EXERCISE OBJECTIVE:
Reproduce the text on William Osler's education word for word, beginning at the words "Due to the waning" and stopping after "the Anglican Church.".

EXCERPTED TEXT:
- Opening Delimiter -
In the autumn of 1864, at the age of fifteen, William Osler was sent to boarding school in Barrie, Ontario. The school was run by a friend of his father, and all five of his brothers had been there before him. "Willie" and two of his classmates soon became known as "Barrie's Bad Boys" due to their propensity for pranks and misbehaviour. Osler was a good student nonetheless, and excelled at sports.

Due to the waning reputation of the Barrie Grammar School, in January of 1866 Osler's father enrolled him at Trinity College School, which had been founded the previous year in Weston, Ontario, by the Reverend W. A. Johnson. Trinity College School was meant to prepare its students for Trinity College in Toronto, and was based on an English style of discipline and governance; Osler thrived under this system and was soon made a prefect. It was during his time in Weston that Osler first announced his intention to follow in his father's footsteps and become a minister in the Anglican Church.

With this profession in mind Osler entered the Arts program at Trinity College, Toronto, in the autumn of 1867. But by this time Osler had already formulated an intense interest in biology, or what was then known as natural history - a popular pastime among educated men at the time. This interest had been sparked by Reverend Johnson at Weston, and was further encouraged by his teacher Dr. James Bovell at Trinity College. Osler gradually spent more and more time with scientific pursuits, and soon abandoned the idea of a career in the church. Osler enrolled in the Toronto Medical School in 1868. He quickly became dissatisfied with the quality of education offered there, and left Toronto for Montreal's McGill Medical School in 1870.
- Closing Delimiter -
DATA TO EXAMINE:
- Opening Delimiter -
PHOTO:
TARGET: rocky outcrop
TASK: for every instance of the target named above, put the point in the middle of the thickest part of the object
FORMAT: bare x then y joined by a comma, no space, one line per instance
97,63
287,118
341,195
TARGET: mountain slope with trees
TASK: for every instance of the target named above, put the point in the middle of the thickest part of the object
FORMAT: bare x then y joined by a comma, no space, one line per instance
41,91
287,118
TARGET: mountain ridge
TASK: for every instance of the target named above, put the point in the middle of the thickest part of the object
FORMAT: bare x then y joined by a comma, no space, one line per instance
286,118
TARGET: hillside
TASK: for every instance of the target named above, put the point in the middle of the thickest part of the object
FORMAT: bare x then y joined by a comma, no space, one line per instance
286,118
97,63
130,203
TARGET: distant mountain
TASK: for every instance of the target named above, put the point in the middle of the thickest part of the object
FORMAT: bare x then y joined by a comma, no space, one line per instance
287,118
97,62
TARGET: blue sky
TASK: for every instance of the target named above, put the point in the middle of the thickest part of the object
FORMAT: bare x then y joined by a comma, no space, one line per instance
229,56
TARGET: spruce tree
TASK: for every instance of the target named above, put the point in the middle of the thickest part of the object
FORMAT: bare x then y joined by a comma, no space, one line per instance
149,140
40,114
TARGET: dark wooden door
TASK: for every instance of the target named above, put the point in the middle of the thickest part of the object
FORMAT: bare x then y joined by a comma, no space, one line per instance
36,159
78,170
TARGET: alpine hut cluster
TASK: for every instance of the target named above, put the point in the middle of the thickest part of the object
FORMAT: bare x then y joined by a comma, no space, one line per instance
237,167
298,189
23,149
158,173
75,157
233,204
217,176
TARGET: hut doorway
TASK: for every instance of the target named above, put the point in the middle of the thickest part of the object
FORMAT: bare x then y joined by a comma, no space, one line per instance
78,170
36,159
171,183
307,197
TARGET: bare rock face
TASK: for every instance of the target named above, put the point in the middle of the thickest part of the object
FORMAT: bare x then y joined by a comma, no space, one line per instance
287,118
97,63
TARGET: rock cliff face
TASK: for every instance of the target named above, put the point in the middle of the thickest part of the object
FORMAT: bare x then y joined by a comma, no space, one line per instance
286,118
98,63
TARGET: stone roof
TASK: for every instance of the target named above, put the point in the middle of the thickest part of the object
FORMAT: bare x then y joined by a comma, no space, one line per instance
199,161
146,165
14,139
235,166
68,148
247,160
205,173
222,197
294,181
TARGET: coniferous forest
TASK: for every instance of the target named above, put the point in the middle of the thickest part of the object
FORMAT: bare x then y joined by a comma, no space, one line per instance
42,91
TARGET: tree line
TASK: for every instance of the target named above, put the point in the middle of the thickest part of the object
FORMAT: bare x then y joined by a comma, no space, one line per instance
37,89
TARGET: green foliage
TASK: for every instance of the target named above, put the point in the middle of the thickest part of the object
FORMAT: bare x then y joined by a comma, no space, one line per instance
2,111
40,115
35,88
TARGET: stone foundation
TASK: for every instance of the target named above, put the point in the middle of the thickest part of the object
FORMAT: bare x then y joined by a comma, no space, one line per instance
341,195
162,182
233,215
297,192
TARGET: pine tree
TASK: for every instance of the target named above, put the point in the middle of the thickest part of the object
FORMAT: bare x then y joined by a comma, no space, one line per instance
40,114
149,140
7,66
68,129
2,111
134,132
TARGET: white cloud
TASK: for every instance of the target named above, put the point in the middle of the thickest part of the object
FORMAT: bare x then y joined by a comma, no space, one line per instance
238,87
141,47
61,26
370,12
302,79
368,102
- Closing Delimiter -
RESPONSE TO THE EXERCISE:
Due to the waning reputation of the Barrie Grammar School, in January of 1866 Osler's father enrolled him at Trinity College School, which had been founded the previous year in Weston, Ontario, by the Reverend W. A. Johnson. Trinity College School was meant to prepare its students for Trinity College in Toronto, and was based on an English style of discipline and governance; Osler thrived under this system and was soon made a prefect. It was during his time in Weston that Osler first announced his intention to follow in his father's footsteps and become a minister in the Anglican Church.